begin EXTRACTED ENTRIES
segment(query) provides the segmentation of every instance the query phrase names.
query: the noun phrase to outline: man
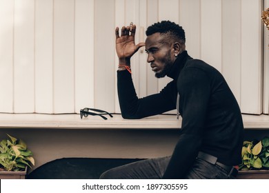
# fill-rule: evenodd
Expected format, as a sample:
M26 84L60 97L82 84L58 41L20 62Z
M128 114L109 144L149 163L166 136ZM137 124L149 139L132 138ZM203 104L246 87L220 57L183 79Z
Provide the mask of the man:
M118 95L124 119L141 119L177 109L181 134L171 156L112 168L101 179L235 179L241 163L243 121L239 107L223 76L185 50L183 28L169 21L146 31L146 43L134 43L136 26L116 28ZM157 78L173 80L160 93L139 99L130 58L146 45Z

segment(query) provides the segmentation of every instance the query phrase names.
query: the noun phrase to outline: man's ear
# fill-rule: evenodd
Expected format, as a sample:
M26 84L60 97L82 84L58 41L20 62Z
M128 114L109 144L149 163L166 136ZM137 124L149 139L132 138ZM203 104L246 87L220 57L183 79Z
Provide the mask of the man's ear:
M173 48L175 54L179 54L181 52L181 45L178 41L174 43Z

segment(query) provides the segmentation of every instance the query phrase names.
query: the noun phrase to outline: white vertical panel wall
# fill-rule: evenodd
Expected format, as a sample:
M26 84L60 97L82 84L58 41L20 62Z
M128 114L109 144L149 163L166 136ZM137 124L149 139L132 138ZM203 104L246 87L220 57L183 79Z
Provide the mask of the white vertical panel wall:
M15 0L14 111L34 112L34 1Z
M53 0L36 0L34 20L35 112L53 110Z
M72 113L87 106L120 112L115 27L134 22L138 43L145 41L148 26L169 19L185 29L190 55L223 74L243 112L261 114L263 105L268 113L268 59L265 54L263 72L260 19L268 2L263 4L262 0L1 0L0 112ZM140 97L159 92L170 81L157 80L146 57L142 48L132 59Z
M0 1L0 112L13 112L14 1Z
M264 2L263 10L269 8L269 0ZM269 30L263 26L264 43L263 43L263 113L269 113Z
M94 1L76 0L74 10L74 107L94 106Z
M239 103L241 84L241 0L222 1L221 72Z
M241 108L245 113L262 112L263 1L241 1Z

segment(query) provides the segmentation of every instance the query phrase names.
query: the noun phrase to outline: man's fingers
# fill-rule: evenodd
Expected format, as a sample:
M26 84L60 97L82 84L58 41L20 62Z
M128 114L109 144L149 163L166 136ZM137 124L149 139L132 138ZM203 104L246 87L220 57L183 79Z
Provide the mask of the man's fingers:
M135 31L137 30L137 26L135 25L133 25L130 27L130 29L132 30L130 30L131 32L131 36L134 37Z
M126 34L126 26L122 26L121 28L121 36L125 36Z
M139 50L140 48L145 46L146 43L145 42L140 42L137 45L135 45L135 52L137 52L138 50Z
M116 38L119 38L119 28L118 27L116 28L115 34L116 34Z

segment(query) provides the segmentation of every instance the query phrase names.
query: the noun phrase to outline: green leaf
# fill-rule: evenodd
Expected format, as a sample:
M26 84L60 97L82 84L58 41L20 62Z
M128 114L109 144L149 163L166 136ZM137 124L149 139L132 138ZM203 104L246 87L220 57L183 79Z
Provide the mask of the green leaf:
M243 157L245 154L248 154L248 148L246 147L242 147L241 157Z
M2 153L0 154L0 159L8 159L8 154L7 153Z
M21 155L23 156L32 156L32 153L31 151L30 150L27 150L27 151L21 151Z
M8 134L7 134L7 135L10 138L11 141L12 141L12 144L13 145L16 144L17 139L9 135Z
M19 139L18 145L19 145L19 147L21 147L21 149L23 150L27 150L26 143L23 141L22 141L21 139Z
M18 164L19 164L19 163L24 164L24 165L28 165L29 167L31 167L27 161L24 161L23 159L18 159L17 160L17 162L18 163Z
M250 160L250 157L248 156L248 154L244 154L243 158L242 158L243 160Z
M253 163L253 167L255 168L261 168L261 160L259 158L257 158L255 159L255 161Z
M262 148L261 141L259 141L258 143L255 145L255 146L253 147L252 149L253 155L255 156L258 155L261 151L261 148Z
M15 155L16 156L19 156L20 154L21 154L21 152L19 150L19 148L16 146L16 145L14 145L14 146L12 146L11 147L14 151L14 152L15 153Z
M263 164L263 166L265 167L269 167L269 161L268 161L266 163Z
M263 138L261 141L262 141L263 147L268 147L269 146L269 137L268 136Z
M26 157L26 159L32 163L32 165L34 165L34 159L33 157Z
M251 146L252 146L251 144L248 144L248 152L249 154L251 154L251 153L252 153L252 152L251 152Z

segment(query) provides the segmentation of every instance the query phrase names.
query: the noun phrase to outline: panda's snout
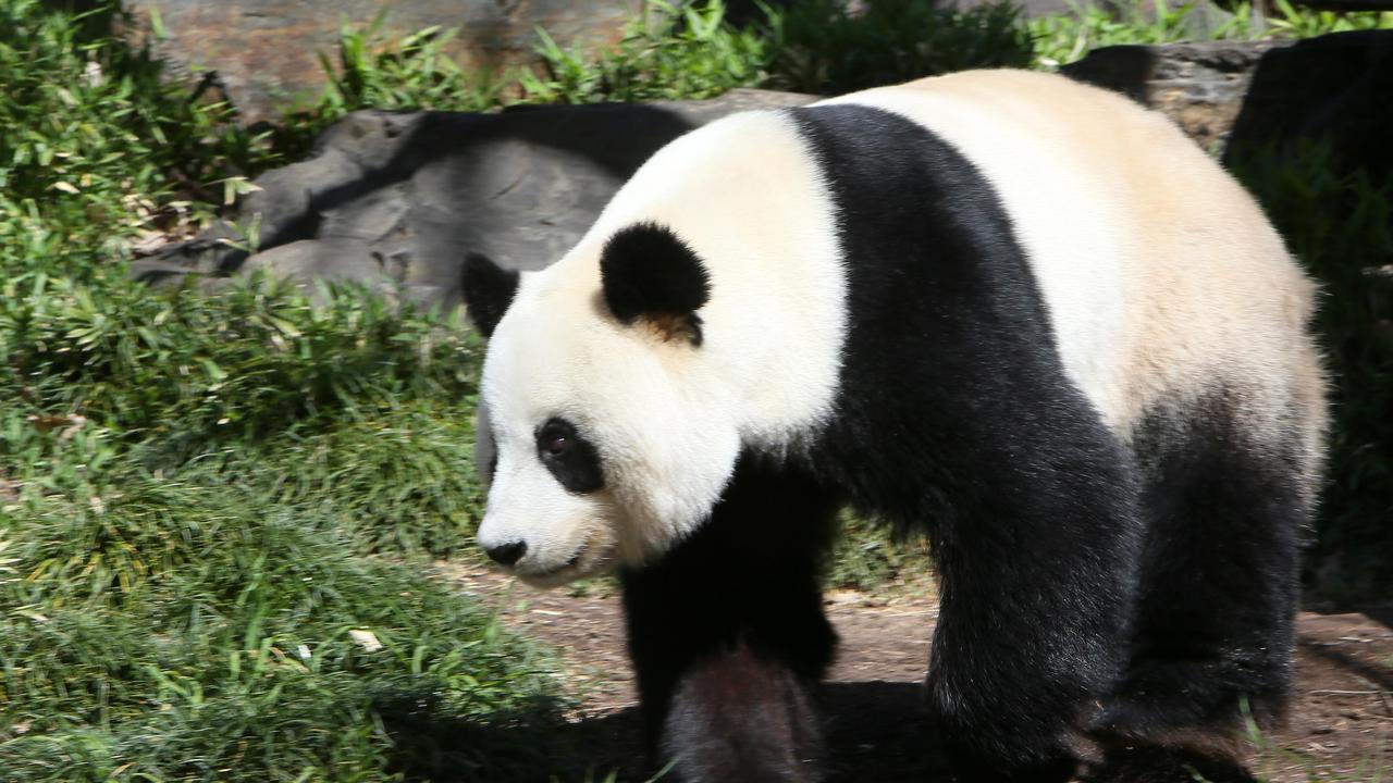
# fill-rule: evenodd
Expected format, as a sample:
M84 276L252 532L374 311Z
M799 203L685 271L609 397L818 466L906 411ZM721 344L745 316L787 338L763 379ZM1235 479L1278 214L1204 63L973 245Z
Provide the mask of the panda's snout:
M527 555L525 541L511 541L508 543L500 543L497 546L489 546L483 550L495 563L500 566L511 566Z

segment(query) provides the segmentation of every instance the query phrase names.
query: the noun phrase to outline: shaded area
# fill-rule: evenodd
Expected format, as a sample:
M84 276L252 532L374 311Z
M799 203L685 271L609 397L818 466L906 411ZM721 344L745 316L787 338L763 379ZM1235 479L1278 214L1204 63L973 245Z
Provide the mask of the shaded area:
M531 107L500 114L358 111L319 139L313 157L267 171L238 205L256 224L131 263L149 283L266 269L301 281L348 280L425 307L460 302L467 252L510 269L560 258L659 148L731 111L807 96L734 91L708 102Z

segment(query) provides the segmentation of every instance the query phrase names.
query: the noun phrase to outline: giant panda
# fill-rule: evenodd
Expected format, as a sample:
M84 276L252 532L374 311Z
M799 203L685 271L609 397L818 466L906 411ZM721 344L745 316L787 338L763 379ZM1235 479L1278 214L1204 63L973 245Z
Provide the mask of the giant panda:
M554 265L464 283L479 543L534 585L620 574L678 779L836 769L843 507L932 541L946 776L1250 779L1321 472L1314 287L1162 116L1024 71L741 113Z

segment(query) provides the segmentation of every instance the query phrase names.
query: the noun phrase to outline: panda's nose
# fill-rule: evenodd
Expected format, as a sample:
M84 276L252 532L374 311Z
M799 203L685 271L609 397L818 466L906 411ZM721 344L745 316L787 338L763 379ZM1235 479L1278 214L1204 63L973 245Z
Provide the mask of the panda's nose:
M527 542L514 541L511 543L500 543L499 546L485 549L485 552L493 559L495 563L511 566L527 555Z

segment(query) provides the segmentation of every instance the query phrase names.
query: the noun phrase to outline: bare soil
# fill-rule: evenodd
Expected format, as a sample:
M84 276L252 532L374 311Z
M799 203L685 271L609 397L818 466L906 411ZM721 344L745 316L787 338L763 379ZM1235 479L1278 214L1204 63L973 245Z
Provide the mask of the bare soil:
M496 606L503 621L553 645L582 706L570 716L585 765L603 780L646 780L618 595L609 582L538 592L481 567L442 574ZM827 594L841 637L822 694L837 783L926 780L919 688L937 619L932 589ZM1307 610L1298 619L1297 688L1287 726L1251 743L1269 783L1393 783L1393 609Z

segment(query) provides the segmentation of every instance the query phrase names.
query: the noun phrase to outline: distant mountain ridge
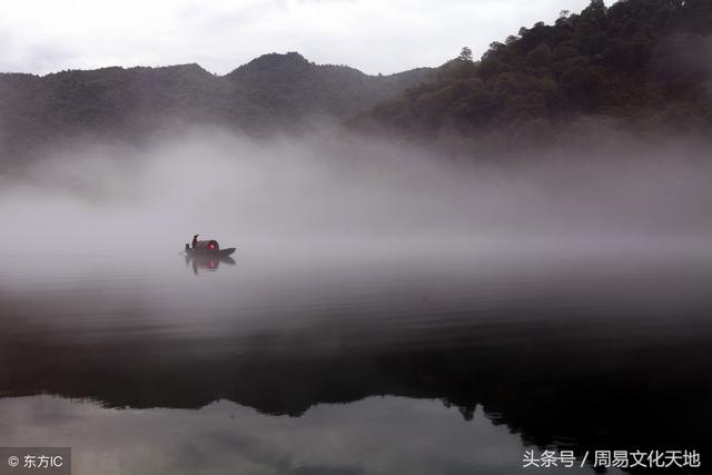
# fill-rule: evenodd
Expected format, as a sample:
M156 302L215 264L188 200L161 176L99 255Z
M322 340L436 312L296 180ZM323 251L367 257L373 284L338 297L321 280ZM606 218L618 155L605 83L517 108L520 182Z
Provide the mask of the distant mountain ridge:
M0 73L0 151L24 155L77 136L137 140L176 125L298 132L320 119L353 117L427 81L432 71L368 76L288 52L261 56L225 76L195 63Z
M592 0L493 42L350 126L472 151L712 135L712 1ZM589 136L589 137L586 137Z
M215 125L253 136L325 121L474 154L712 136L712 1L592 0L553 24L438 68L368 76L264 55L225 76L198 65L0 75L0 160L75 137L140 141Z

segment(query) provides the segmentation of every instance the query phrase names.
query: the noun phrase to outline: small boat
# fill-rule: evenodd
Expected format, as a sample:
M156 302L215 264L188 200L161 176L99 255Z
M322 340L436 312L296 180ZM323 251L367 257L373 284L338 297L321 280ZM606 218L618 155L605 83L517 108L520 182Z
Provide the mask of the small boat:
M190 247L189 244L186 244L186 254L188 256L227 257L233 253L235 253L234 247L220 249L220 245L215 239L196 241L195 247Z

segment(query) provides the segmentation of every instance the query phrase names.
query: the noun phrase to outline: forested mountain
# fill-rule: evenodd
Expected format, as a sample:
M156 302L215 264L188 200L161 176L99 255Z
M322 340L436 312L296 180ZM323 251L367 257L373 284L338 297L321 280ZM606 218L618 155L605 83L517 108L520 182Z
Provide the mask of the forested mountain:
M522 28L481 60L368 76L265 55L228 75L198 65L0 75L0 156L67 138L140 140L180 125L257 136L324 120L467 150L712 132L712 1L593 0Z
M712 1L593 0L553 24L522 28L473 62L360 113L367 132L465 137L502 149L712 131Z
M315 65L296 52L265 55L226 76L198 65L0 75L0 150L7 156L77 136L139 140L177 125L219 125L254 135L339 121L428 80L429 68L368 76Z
end EXTRACTED ENTRIES
## [EXERCISE]
Recast the items from their first line through the line containing "M173 48L175 54L179" as a JSON list of strings, one string per line, with blank lines and the picture left out.

## [SOLUTION FOR THIS TASK]
[
  "segment(query) provides the segmentation of every instance the query phrase names.",
  "query: the noun phrase to outline: man",
  "# fill-rule: evenodd",
  "Expected format, as a sample:",
  "M26 84L60 97L82 84L58 41L20 62Z",
  "M128 114L109 144L149 163L166 136ZM137 124L149 139L132 138ZM203 104L246 87L220 57L183 79Z",
  "Provide the mask of the man:",
  "M118 95L124 119L141 119L177 109L181 134L171 156L112 168L101 179L235 179L241 163L243 121L239 107L223 76L185 50L183 28L169 21L146 31L146 43L134 43L136 26L116 28ZM157 78L173 80L160 93L139 99L130 58L146 45Z",
  "segment(query) provides the segmentation of every instance the query phrase names.",
  "query: the noun phrase to outline: man's ear",
  "# fill-rule: evenodd",
  "Expected format, as a sample:",
  "M26 84L60 97L82 84L58 41L20 62Z",
  "M128 114L109 144L149 163L166 136ZM137 124L149 139L132 138ZM203 104L246 87L220 57L183 79Z",
  "Provide the mask of the man's ear:",
  "M173 48L175 54L179 54L181 52L181 45L178 41L174 43Z"
]